__EXCERTO FORNECIDO__:
-------------------------
A expressão foi ressuscitada pelo próprio Xi há cinco dias. Perante a especulação de que a presidente da Câmara dos Representantes norte-americana, Nancy Pelosi, poderia visitar a ilha, o Presidente chinês voltou a fazer um aviso a Biden num telefonema: “Quem brinca com o fogo acaba por se queimar”.
Os avisos de Pequim foram suficientemente altos para que, até ao último minuto, não houvesse certeza sobre se Pelosi iria aterrar na capital Taipei esta terça-feira, na sequência da viagem de uma delegação do Congresso norte-americano a vários países asiáticos. O avião da Força Aérea dos EUA que transportava Pelosi levantou voo da capital malaica, Kuala Lumpur, às 15h42 (hora local). Quase sete horas depois, aterrou no Aeroporto Songshan e foi recebida pelo ministro dos Negócios Estrangeiros do governo de Taiwan, Joseph Wu.
Exatamente ao mesmo tempo, o jornal Washington Post publicava um artigo de opinião de Pelosi a justificar a sua ida a Taiwan. “Perante a agressão acelerada do Partido Comunista Chinês (PCC), a visita da nossa delegação do Congresso deve ser vista como uma declaração inequívoca de que a América está ao lado de Taiwan”, afirmou a terceira mais alta figura do Estado norte-americano.
Mas a reação chinesa não se fez esperar. Dois jatos Su-35 das forças chinesas atravessaram o estreito de Taiwan de imediato, a que se seguiu um comunicado do ministério dos Negócios Estrangeiros que fala num “sinal errado” por parte dos norte-americanos. E, novamente, uma expressão familiar, mas desta vez ainda mais inflamada do que o habitual: “Estas jogadas são como brincar com o fogo, são extremamente perigosas. Os que brincam com o fogo hão de morrer pelo fogo”.
Ouça aqui o episódio do podcast “A História do Dia” sobre a visita de Nancy Pelosi a Taiwan.
-------------------------
Segundo o excerto sobre a visita de Pelosi a Taiwan, indique, por favor, quem a recebeu quando aterrou no Aeroporto Songshan.

Dados de indicação de regiões
-------------------------
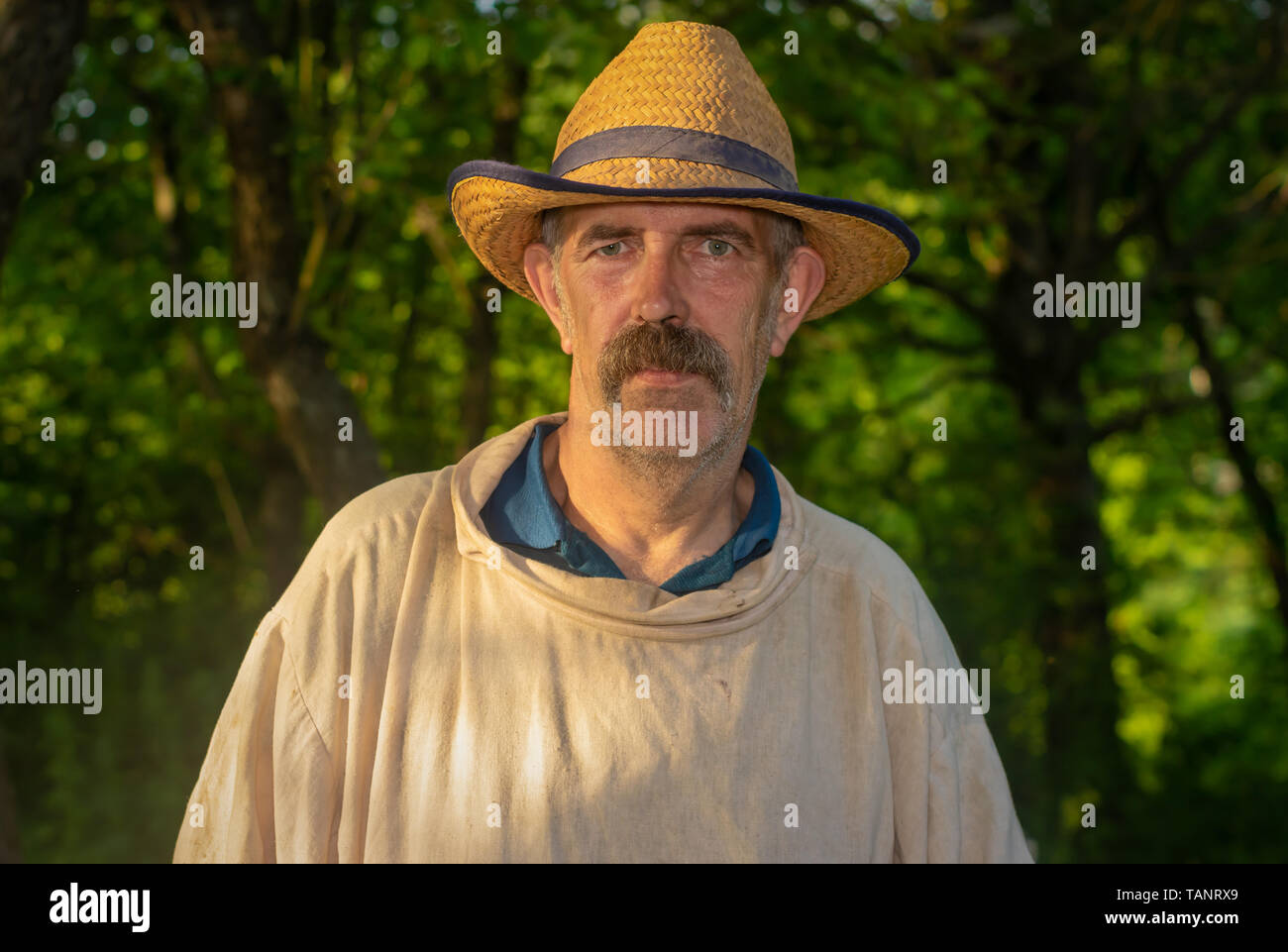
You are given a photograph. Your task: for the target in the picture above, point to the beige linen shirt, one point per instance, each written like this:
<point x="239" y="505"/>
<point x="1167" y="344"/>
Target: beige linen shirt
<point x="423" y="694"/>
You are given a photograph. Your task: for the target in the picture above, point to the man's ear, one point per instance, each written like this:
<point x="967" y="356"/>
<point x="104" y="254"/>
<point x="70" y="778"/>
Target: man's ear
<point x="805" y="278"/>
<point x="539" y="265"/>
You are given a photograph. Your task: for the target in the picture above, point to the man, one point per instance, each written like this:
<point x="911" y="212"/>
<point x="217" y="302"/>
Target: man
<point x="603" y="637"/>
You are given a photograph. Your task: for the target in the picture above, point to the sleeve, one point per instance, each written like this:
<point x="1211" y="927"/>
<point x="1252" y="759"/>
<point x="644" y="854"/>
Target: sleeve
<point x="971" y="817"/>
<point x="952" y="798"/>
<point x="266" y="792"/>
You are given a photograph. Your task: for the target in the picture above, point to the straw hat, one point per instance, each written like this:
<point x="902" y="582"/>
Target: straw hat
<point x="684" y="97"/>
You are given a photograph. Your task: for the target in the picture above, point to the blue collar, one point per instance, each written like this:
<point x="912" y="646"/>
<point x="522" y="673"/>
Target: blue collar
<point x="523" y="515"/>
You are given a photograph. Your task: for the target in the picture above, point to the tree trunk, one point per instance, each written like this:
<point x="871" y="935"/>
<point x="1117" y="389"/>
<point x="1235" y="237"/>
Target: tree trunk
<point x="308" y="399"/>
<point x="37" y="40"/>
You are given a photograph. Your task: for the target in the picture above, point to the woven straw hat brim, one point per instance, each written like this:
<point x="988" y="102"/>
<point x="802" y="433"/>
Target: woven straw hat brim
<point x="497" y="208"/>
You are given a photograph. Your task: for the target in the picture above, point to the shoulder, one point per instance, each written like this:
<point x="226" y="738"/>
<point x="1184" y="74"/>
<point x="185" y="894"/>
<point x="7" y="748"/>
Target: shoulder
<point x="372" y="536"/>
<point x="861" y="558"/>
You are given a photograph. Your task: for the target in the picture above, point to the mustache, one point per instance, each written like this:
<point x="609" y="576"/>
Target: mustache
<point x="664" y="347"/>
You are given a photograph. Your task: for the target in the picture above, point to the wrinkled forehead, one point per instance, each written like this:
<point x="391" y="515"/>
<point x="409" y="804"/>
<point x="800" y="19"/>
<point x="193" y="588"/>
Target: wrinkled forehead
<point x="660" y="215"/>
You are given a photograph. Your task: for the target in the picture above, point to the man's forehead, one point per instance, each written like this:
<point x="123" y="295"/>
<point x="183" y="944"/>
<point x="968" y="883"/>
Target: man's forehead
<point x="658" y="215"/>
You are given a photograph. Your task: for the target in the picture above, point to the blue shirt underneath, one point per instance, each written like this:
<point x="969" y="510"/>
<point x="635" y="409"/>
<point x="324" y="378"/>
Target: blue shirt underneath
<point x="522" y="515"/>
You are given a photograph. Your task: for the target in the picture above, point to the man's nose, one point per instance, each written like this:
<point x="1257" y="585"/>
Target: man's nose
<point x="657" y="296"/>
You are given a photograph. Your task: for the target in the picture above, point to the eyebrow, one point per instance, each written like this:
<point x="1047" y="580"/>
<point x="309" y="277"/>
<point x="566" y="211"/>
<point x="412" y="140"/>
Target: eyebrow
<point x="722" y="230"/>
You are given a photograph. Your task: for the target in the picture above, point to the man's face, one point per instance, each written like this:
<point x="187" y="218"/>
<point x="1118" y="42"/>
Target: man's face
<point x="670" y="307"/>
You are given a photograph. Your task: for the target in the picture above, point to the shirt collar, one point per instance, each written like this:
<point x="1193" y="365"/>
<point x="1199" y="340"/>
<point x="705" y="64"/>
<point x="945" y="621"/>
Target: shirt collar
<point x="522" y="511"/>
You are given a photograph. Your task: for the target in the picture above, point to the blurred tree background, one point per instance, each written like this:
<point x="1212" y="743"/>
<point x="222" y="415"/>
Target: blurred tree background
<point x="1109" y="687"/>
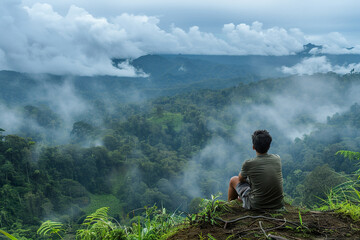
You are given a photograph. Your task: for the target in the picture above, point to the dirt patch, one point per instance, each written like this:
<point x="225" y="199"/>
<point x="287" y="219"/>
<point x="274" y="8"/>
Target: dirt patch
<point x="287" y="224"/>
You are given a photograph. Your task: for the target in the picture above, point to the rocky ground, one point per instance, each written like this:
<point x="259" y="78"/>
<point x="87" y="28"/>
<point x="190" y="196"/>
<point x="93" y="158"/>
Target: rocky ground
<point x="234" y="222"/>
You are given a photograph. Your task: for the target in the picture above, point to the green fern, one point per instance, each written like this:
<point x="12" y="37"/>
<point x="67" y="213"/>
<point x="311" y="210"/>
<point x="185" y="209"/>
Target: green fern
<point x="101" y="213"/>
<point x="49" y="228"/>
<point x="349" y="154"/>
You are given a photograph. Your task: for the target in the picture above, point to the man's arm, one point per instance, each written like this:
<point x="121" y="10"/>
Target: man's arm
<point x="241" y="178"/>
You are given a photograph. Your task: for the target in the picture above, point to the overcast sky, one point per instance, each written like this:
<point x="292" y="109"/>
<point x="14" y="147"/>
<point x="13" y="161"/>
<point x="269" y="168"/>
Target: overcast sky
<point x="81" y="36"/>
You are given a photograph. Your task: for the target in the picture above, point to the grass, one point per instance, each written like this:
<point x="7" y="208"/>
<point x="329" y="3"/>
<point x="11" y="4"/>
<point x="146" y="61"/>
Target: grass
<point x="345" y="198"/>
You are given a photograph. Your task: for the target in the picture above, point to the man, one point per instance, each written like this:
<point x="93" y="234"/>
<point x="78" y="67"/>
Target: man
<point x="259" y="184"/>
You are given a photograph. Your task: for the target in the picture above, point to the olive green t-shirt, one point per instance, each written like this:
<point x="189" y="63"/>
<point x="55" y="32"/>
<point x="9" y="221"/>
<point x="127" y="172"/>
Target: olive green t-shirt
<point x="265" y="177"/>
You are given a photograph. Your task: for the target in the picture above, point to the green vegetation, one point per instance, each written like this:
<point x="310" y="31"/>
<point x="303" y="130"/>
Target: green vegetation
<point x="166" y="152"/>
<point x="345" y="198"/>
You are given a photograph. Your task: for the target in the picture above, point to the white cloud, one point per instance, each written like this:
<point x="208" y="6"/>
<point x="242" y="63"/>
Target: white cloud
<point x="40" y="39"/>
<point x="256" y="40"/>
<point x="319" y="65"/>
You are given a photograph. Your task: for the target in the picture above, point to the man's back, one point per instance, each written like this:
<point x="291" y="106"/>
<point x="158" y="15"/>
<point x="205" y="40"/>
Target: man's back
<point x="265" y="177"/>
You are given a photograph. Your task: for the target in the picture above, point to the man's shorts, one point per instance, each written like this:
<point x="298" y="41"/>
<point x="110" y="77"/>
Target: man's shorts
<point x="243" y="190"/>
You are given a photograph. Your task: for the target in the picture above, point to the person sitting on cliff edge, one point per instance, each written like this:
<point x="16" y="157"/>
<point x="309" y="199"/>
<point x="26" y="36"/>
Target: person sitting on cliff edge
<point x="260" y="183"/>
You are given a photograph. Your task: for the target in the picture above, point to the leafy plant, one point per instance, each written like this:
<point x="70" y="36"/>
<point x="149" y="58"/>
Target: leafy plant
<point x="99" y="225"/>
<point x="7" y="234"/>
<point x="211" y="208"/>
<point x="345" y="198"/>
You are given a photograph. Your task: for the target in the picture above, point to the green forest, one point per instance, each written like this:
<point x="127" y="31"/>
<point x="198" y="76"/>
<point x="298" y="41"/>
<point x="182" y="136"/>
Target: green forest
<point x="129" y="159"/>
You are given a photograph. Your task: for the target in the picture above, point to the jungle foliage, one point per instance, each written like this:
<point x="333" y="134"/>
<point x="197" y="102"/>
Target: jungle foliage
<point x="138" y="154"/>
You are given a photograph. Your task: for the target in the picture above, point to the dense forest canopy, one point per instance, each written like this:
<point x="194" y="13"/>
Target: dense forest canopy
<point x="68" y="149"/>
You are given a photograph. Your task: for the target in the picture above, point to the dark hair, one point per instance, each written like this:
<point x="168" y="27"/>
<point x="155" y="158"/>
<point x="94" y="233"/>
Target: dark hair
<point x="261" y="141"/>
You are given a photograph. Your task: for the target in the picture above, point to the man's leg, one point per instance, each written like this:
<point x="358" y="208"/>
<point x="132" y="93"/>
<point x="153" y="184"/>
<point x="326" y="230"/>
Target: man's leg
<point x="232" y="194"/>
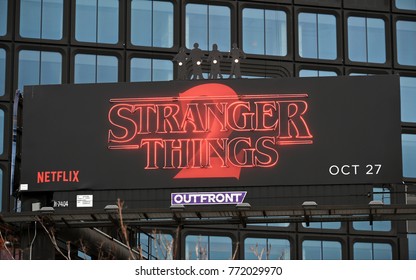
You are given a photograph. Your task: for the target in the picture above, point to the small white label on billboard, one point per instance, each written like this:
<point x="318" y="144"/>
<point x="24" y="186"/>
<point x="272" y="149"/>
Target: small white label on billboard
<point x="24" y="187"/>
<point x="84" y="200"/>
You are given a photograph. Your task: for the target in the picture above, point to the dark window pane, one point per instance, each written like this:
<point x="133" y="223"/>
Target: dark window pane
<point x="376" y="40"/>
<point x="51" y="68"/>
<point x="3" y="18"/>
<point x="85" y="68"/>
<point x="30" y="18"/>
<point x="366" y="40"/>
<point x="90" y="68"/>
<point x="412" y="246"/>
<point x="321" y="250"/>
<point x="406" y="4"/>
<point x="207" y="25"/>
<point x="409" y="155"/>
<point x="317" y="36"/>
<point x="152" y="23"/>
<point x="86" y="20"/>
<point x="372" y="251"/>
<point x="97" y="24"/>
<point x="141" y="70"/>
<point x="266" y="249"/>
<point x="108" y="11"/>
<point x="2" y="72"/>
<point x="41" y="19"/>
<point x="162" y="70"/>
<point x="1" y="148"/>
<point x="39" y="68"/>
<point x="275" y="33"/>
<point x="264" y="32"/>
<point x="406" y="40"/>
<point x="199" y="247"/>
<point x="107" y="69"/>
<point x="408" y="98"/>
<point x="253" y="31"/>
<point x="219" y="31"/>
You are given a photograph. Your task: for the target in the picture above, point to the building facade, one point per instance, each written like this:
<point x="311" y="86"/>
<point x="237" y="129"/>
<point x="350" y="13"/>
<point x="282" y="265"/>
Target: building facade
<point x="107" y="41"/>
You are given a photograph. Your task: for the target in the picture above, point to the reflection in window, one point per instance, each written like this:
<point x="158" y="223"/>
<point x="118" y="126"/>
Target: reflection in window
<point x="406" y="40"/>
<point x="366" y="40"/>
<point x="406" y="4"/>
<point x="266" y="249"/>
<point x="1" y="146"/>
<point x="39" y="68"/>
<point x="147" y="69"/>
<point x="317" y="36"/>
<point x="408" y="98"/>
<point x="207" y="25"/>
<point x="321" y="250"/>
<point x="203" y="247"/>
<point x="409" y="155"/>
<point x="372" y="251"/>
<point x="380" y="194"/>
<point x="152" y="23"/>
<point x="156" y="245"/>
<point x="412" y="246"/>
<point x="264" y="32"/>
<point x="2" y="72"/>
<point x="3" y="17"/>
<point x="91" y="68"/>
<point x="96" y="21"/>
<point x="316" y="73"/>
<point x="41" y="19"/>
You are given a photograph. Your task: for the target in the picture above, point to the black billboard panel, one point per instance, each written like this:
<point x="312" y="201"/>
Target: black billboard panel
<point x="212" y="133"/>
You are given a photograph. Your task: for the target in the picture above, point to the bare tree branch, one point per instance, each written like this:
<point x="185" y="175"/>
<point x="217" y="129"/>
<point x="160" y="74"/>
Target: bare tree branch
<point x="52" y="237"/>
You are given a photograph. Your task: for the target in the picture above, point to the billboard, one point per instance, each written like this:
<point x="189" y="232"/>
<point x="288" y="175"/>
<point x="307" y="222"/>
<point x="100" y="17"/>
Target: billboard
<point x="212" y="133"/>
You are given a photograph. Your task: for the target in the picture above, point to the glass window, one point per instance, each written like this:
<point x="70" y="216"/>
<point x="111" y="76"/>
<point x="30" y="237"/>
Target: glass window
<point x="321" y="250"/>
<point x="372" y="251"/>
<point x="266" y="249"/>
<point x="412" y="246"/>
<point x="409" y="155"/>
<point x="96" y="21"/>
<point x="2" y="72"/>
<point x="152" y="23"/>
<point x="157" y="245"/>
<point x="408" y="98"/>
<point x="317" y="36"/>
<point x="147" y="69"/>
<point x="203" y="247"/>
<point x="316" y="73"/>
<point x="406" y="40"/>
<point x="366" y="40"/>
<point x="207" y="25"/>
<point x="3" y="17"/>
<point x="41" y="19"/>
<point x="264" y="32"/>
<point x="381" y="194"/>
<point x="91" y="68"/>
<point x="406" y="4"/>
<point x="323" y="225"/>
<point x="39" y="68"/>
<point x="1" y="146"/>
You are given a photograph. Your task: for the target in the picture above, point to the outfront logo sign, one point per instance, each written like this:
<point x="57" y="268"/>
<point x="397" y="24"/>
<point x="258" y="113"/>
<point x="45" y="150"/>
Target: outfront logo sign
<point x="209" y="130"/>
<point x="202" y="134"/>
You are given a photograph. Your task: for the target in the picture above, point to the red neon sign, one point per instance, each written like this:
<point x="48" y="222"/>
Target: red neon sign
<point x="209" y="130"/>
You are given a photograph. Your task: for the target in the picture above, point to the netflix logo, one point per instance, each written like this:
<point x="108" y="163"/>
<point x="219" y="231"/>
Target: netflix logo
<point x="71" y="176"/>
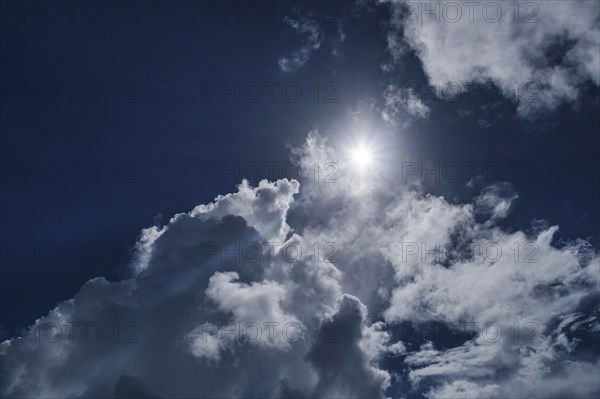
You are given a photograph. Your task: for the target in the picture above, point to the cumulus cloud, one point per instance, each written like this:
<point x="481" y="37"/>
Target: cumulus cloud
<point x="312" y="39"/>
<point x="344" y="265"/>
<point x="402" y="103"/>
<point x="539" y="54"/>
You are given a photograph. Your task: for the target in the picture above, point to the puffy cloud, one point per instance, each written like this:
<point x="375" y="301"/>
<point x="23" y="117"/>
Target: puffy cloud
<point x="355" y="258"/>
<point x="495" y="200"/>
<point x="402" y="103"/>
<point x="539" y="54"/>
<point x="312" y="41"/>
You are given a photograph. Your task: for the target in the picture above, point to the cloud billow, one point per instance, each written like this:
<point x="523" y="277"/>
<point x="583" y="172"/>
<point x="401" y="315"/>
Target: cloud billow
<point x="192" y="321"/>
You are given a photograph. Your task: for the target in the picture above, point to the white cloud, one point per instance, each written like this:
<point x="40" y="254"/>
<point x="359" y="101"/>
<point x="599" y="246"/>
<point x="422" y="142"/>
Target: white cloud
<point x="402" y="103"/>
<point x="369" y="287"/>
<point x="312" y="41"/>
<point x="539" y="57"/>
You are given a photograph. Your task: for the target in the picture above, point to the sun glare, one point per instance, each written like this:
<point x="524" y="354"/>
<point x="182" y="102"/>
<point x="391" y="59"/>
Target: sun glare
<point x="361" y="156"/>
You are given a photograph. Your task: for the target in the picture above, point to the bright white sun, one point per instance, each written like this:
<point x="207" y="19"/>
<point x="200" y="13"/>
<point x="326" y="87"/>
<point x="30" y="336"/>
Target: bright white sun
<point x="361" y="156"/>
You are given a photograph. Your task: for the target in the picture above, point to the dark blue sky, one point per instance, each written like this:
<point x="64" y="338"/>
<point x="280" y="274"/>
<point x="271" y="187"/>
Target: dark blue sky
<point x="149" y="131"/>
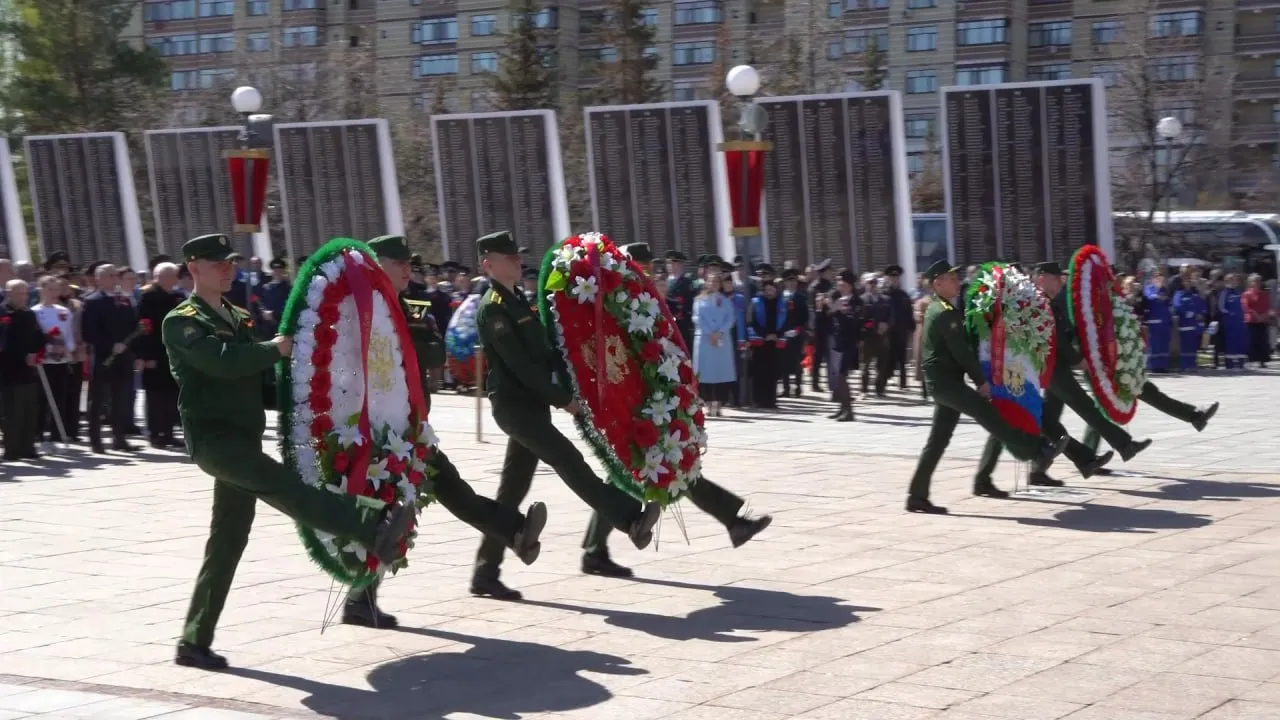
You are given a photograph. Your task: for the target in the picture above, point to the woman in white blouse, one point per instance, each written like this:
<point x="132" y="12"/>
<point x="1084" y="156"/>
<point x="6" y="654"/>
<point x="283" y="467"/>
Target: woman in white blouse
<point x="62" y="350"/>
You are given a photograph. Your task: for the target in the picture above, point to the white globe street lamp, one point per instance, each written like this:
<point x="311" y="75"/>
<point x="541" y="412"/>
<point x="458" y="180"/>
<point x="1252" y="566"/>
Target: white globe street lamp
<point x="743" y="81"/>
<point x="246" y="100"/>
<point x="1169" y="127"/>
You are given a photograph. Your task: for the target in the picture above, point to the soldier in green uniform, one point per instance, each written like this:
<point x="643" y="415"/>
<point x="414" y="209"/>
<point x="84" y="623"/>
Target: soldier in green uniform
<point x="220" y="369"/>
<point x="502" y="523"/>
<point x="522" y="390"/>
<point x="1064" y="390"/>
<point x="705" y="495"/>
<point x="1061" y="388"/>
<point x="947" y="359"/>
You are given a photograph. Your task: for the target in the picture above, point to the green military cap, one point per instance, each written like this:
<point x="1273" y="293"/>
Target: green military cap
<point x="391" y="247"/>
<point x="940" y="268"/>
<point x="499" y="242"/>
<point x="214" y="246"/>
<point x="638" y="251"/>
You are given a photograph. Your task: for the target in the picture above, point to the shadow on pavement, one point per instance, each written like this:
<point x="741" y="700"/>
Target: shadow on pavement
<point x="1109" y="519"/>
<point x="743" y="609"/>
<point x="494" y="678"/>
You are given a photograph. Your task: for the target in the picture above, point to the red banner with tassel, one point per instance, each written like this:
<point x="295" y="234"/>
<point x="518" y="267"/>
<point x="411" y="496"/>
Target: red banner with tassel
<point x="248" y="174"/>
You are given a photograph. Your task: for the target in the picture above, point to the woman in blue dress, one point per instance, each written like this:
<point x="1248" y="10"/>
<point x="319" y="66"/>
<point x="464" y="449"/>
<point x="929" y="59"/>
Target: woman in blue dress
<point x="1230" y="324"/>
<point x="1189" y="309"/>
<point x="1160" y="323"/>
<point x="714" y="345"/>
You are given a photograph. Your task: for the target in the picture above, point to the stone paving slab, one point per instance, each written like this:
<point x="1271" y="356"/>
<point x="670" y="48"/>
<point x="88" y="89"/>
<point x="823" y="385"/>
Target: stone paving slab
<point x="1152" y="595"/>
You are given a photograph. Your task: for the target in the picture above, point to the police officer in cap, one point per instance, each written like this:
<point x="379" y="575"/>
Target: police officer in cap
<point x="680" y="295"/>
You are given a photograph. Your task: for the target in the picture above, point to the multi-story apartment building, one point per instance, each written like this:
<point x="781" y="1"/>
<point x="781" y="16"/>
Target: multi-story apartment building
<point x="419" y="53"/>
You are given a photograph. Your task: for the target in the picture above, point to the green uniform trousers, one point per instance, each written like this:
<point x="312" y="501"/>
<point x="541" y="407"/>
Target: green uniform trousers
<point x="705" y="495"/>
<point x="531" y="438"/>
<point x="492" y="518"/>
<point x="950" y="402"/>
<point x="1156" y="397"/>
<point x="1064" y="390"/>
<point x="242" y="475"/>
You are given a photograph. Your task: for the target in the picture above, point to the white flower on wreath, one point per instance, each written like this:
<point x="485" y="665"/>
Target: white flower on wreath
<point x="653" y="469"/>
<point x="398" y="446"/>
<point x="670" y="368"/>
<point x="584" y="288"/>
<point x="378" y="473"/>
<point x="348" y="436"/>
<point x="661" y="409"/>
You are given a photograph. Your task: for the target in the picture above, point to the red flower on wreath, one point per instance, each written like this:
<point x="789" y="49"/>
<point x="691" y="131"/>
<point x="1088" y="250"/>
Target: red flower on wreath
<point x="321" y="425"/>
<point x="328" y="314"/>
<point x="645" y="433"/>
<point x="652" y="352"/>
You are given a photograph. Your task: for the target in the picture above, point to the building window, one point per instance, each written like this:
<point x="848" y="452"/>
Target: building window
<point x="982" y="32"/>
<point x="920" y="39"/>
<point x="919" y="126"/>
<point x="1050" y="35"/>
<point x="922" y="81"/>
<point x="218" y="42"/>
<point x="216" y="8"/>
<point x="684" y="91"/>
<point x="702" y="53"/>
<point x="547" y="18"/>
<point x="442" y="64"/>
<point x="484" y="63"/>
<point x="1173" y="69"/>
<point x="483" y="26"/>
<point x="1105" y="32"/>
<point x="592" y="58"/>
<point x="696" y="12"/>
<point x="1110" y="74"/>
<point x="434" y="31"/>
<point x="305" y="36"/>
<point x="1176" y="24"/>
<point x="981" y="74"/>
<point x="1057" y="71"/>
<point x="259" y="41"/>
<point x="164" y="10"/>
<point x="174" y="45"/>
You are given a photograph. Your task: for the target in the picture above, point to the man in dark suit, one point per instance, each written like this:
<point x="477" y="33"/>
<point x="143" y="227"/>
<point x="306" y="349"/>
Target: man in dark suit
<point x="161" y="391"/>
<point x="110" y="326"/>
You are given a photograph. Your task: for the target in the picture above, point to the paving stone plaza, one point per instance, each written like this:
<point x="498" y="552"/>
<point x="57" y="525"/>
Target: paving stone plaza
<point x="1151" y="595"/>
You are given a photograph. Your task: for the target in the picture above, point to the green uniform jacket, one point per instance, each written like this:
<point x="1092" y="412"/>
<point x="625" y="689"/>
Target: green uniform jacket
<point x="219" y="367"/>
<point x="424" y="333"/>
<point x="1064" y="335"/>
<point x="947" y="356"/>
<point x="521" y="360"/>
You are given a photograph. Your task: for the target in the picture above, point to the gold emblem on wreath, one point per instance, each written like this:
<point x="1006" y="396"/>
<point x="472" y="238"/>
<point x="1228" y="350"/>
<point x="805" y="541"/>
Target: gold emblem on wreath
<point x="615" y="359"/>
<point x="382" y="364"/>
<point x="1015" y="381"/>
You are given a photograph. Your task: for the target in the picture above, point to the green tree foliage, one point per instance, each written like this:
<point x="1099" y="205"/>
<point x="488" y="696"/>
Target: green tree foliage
-------------------------
__RESOLUÇÃO DO EXERCÍCIO__:
Foi recebida pelo ministro dos Negócios Estrangeiros do governo de Taiwan, Joseph Wu.